WHAT IS EXPECTED:
Write out the part of the holiday comment thread starting at "Well, it's nice" and ending at "which is good.", word for word.

DOCUMENT SEGMENT:
START
• Anonymous') OR 1=1; DROP TABLE wtf; -- (unregistered)

    Not a holiday horror, but the opposite: on many years, Christmas week has been my most productive week for the entire year. When everybody else is OOO, it's a great time to actually get shit done: no meetings, no code reviews, few emails, and an open schedule to write tons of code.

  • (nodebb) in reply to Anonymous') OR 1=1; DROP TABLE wtf; --

    an open schedule to write tons of code.

    no code reviews

    Uh oh...

  • Fluffy Snakes (unregistered)

    Being called to a house on December 23rd because the Wi-Fi wasn't working in one remote room. It had been that way for months, we didn't install the internet or the router, and their regular family member who took care of these things was on a trip. We declined the call.

  • (nodebb) in reply to The Beast in Black

    Well, it's nice and quiet at the office so it's almost like working from home but you're badging in to make it count. So you can write code without being bothered, which is good.

    But no code reviews mean all my submissions get halted so they get stuck in the queue of merge requests so nothing gets added...

  • (nodebb)

    Ah yes, Thanks Giving and 4th or July - two "holidays" 95% in the world doesn't cares about. So the TL;DR is simply it's business as usual for most people :-)

    Now for obvious reasons we ofc have something like "Thanks Giving" here in Austria, it's called Erntedankfest (lit. harvest thanks celebration). However it works completely different. First it's celebrating the harvest, so it's a local even mostly held in rural villages because Austrian don't tend to waste their time with celebrations when there's not to celebrate. Secondly it celebrating the harvest, so it's focused on, well, the harvest, farming, produce and giving thanks to god for said harvest (so there's traditionally the Christian church involved in the celebrations).

    Ironically we have a family gathering event like the US American Thanks Giving, we call it Christmas. While in the US Christmas has become this spend as much money as possible event, in continent Europe it's the day where the family gets together in quiet unity to celebrate the birth of Christ. Or those that don't care about fictional men in the sky kinda drop the serious religious part and focus on the family communion part like singing in front of the Christmas tree and having a Christmas dinner. That said US American consumerism is taking over here too, in other words the pointless money spending is becoming more common over the traditional "giving kids a small gift" following the story in the bible.

    So yeah, sorry, can't have any stories about both Thanks Giving & Christmas, because one is either regular work day or held on a work-free Sunday and the the second one is a family day pretty much everyone takes their time off because it's half of a holiday (yeah, in Austria we have two free half days, Christmas and New Year).

  • (nodebb) in reply to MaxiTB

    Fussy: the US thing at the end of November is Thanksgiving (one word), not Thanks Giving (two words). And the British equivalent of Erntedankfest is also a harvest-related thing, called "Harvest Festival", and is either late September or early October, rather than the end of November.

    But the Americans are, in theory, celebrating the time in the 17th Century (before the USA - the nation, not the territory - existed) when the "Pilgrim Fathers" (a dour bunch of Puritans, by all accounts) gave thanks for the assistance that the local Native Americans gave them to help them get through the oncoming winter.
END
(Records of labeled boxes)
START
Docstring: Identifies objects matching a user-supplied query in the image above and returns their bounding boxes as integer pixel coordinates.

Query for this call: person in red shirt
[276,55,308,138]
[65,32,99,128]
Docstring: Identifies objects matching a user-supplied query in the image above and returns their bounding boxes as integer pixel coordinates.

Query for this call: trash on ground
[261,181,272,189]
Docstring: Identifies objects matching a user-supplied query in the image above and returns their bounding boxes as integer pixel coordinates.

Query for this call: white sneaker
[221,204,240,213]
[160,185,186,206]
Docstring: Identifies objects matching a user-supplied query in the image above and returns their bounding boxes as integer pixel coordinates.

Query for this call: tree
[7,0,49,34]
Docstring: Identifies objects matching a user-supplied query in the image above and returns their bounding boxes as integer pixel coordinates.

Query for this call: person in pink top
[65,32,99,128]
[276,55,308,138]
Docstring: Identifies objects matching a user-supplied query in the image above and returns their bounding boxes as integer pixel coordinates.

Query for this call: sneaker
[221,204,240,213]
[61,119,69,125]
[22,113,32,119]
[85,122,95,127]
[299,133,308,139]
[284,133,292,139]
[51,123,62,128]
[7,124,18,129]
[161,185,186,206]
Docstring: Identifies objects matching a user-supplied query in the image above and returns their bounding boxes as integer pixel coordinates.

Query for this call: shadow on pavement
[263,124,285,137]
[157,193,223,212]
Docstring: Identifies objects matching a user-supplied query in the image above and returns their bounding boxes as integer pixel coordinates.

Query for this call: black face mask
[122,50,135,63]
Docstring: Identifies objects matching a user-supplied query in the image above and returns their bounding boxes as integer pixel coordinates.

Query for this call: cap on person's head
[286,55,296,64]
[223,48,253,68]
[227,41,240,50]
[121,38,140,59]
END
START
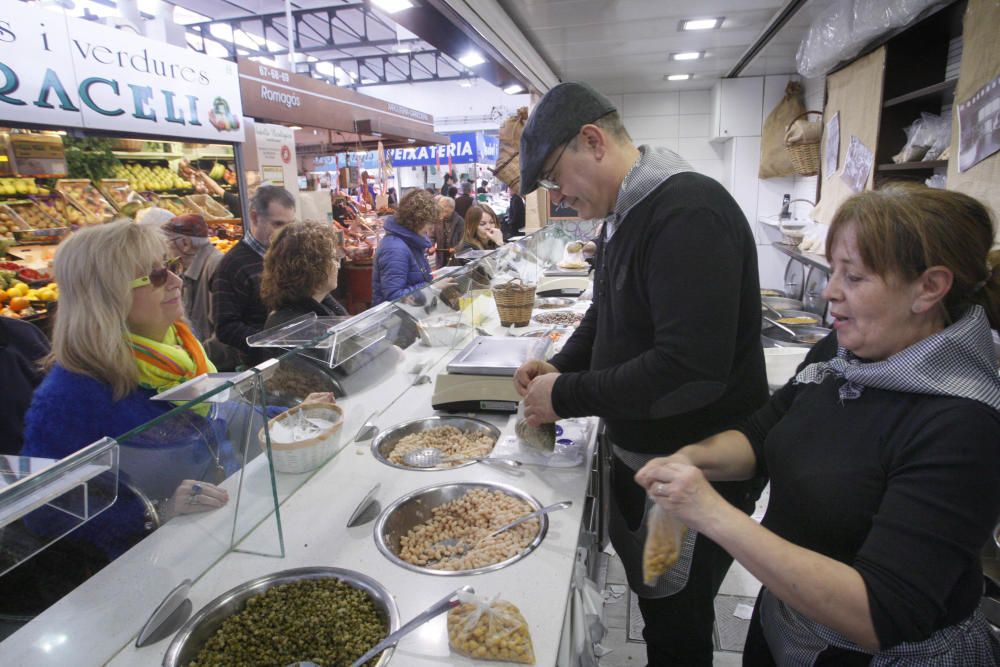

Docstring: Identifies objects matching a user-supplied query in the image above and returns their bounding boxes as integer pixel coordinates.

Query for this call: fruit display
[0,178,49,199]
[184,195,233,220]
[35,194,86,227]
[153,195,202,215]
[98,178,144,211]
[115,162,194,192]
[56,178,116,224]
END
CORRECT ANSWER:
Well, it's nice and quiet at the office so it's almost like working from home but you're badging in to make it count. So you can write code without being bothered, which is good.